EXTRACT:
------------------------------------------------

But the similarity to other books of this kind ends there, thanks to her brilliant character development, intricate plot, and the overall feeling of the story. Several characters’ lives unfold before us, as time jumps back and forth, and we learn about them both before and after the pandemic. Included in this number is a huge Hollywood star, a photographer-turned-paramedic, a Shakespearean stage actor, and the members of what’s known here as the Traveling Symphony.

After the collapse of civilization, with people spread out into small groups and communities, the musicians and actors in the Traveling Symphony go from place to place to perform concerts and Shakespearean plays. In a time when most people are struggling to just merely survive, the Symphony’s belief in the importance of preserving beauty and art is admirable – and often risky. The members want to give their fellow human beings who made it through the worst of it, as they did, a reason to remember what was beautiful and meaningful about the world before the pandemic.

Mandel writes with such precision and care, and her book is paced perfectly, so that you’re compelled to just keep reading, to keep finding out what happens to these characters you grow to care about so much. She has you rooting for them, and more than that, rooting for art and literature and culture, and hoping that maybe those things would actually endure in similar circumstances.

Whereas some other apocalyptic stories can seem so spare and so dark, Mandel gives this book rich details and a lifelike feeling. Of course, her observations of what the end of the world would be like are, naturally, unsettling and upsetting. They have to be. But that’s not the end of it here. She gives us so much more than that, in this beautiful and ultimately hopeful book.

------------------------------------------------

ENTRIES SUPPLIED:
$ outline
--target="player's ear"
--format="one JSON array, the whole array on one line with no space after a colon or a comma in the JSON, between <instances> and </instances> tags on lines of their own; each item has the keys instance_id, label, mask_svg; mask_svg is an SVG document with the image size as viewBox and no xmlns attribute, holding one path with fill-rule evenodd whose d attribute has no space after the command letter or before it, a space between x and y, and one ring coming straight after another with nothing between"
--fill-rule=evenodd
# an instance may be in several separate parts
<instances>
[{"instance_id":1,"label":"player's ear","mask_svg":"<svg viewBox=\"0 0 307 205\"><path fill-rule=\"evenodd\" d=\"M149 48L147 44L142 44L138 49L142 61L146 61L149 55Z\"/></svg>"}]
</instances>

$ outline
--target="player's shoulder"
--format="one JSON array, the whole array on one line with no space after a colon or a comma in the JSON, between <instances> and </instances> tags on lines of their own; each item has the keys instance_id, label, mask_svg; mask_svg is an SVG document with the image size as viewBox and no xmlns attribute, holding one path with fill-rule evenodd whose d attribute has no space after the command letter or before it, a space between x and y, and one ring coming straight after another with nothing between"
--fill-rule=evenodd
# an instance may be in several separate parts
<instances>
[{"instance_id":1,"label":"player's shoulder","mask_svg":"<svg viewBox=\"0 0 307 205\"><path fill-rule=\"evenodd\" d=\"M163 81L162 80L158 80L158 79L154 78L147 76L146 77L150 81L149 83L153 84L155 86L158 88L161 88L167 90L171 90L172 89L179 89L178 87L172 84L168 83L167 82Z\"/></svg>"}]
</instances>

------------------------------------------------

PROBLEM TO WORK ON:
Repeat word for word the part of the book review that opens with the words "Mandel writes with" and closes with "in similar circumstances.".

RESPONSE TO THE TASK:
Mandel writes with such precision and care, and her book is paced perfectly, so that you’re compelled to just keep reading, to keep finding out what happens to these characters you grow to care about so much. She has you rooting for them, and more than that, rooting for art and literature and culture, and hoping that maybe those things would actually endure in similar circumstances.